Goal a.
Answer these questions using the transcript, labeling each answer with its matching numeral:
(i) How long does the new coastal community adaptation project run, and how much does it cost?
(ii) In which country did USAID establish a headquarters?
(iii) Which prime minister did the speaker call to express condolences?

══ Extract provided

We also know that there’s a real threat from climate change, which gets me to your second question. This is real. I will underscore that. It is one that the leaders of these nations speak about with great passion because they are all very low lying lands and are worried that they’re going to be swamped in the next 10, 20, 30, 40 years. So we understand very well the feelings that the Pacific Island nations have about climate change. And we stand behind our pledges in the United Nations Framework Convention on Climate Change to prompt substantial action to help vulnerable countries adapt.

Among the programs we discussed today was the new coastal community adaptation project. It’s a five-year, $25 million project to help build the resilience of vulnerable coastal communities of the Pacific to withstand extreme weather, and not only in the short run, but rising sea levels over the longer term. USAID, which as you know we brought back to the Pacific and established a headquarters in Papua New Guinea, is contributing $3 million over three years to Germany’s coping with climate change in the Pacific Islands programs. And we’re working continually to develop an international consensus on reducing green house gas emissions, and short lived climate pollutants initiative that I started a year ago. As you know, in part because of the economy, U.S. emissions are the lowest that they’ve been in 20 years.

But look, we know we have more to do, and we have made a commitment, we’re going to stick with our commitment. I hope that we’ll be able to go beyond those commitments in the future.

MODERATOR: Tova O’Brien from TV3.

QUESTION: Madam Secretary, both New Zealand and Australia suffered their greatest losses of life since the Vietnam War in Afghanistan. Do you think the sacrifice was worth it, and do you expect ISAF countries to stand by the United States?

SECRETARY CLINTON: Well first, let me say to both New Zealand and Australia, we are deeply grateful for their participation in this coalition effort under ISAF. And we’re also very sorry about their losses as we are at the loss of any of our coalition partners and ourselves. But I think it’s important to stress that both New Zealand and Australia have played a crucial role in the ISAF mission. Their soldiers and civilians are highly regarded.

New Zealand’s contributions are far beyond what one would ordinarily expect of a country the size of New Zealand. Prime Minister Key and I of course discussed Afghanistan today. I also called Prime Minister Gillard to express condolences and exchange views with her. And I’m gratified that despite the challenges we’ve all had, including the losses that we have suffered at the hands of insurgents and turncoats, we are all resolved to see this mission through as the commitments we’ve made would suggest.

I think it’s important to just reflect on the fact that a lot of progress has been made. Any time we lose the lives or see one of our soldiers or civilians – I mean, I lost an aid worker, I have a seriously injured foreign service officer in – at Walter Reed – every time this happens, soldiers and civilians alike. We are reminded of the incredible sacrifice that our nations are making.

════
══ Given records

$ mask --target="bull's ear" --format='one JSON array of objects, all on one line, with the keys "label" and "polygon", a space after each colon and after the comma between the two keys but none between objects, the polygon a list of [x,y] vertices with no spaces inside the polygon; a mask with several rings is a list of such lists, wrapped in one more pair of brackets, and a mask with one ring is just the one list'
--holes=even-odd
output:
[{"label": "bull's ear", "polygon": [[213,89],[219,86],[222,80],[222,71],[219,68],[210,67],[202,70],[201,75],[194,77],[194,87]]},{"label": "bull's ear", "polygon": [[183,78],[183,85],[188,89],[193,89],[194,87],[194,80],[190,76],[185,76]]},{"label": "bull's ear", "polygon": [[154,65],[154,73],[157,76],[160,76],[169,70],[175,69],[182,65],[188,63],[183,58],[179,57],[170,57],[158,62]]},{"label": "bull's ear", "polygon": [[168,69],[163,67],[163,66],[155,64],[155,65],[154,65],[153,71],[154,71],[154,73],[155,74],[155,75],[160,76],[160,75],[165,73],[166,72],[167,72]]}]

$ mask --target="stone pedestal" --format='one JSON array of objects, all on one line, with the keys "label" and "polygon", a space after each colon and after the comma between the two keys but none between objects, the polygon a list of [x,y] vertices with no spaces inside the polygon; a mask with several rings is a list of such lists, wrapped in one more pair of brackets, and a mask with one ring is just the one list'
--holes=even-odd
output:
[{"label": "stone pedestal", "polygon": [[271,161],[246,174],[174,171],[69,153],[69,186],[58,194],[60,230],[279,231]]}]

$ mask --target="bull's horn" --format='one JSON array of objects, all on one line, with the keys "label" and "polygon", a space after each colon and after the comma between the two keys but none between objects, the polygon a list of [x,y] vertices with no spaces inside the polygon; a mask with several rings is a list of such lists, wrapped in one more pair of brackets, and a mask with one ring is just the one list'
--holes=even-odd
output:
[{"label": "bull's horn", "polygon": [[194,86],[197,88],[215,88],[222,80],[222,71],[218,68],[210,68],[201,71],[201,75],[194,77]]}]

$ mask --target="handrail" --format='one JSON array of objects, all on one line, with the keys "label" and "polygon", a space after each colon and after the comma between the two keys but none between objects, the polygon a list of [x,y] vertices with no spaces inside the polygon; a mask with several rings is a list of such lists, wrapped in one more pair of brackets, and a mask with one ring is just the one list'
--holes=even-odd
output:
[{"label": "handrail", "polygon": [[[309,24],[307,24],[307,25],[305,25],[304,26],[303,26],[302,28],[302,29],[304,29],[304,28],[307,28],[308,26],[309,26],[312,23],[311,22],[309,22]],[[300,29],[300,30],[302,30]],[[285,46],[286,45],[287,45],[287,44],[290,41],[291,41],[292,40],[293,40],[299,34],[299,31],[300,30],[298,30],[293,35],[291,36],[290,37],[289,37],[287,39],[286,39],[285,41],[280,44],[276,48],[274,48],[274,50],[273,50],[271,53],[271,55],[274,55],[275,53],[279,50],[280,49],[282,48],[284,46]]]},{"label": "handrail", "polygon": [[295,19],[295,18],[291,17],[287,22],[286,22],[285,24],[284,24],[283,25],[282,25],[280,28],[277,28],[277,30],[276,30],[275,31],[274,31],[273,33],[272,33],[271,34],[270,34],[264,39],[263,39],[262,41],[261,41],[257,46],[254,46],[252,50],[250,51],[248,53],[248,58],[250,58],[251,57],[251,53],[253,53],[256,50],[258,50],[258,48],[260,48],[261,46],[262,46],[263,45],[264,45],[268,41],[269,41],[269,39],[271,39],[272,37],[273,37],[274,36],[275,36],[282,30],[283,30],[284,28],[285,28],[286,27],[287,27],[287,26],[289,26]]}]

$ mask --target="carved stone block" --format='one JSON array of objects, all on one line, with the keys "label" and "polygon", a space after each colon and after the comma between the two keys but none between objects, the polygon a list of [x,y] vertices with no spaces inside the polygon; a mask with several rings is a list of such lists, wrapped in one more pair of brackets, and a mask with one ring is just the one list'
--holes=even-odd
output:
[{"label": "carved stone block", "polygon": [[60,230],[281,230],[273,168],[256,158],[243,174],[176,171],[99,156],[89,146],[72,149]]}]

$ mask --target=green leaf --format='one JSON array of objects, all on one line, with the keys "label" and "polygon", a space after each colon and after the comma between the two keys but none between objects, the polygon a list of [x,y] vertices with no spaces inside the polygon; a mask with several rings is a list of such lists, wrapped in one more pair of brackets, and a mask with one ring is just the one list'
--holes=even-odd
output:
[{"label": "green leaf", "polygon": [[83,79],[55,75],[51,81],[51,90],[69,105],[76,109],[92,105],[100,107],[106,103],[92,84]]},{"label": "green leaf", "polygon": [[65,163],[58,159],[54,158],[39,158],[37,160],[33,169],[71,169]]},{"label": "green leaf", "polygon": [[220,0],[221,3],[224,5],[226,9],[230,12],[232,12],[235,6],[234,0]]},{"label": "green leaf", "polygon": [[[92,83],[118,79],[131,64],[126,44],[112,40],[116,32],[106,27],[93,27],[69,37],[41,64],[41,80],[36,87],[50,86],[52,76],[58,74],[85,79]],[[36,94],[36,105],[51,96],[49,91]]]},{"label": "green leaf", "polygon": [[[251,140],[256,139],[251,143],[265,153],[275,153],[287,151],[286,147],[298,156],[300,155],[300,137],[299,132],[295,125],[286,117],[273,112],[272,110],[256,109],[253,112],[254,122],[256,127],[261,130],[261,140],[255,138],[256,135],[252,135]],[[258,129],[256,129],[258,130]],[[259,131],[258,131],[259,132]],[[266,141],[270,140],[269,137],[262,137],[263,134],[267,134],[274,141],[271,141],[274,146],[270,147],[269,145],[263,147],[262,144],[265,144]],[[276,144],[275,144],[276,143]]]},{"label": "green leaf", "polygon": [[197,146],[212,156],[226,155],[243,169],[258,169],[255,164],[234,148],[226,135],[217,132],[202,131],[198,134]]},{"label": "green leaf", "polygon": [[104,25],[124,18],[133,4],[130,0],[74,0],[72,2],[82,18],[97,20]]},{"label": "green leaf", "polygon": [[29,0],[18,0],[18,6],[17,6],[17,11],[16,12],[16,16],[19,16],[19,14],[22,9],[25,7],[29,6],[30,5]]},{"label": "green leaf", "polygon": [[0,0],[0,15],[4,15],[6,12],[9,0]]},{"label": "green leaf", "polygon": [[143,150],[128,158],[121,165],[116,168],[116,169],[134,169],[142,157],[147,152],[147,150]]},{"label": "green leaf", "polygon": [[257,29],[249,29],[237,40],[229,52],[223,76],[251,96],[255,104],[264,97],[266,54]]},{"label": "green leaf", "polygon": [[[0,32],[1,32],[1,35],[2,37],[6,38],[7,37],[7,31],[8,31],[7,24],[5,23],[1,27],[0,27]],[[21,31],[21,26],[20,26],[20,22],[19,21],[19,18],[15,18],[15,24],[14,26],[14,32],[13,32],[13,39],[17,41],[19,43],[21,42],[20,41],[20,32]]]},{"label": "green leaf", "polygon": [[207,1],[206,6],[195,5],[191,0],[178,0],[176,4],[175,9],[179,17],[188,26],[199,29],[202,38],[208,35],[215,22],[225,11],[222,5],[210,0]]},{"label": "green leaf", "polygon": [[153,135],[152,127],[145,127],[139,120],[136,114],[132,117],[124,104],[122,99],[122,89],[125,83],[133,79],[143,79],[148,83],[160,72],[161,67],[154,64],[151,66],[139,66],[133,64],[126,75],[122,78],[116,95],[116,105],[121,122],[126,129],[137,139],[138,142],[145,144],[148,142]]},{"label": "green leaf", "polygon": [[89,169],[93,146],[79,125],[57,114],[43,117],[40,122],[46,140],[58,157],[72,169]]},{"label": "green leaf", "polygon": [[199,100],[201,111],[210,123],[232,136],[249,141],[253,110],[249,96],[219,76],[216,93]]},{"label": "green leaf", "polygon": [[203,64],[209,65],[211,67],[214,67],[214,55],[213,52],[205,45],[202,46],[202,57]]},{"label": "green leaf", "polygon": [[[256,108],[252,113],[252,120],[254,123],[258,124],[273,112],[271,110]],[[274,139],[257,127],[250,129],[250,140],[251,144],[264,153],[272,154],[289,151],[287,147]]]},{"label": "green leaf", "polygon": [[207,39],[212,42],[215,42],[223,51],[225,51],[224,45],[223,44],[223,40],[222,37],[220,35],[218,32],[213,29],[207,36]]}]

════

Goal b. Pull out every line of the entries that contains the string "block", treating uppercase and lowercase as different.

Correct answer a.
(i) Five years, at a cost of $25 million.
(ii) Papua New Guinea.
(iii) Prime Minister Gillard.

Correct answer b.
$ mask --target="carved stone block" --format='one JSON array of objects, all on one line, with the keys "label" and "polygon", a space after each colon and after the comma between the two keys but none between objects, the polygon a list of [x,y] vertices with no spaces inside the polygon; a mask with several rings is a list of such lists, wrapped in one more pair of brackets, and a mask with one ring is just the one list'
[{"label": "carved stone block", "polygon": [[60,230],[281,230],[273,168],[256,158],[243,174],[176,171],[99,156],[89,146],[72,149]]}]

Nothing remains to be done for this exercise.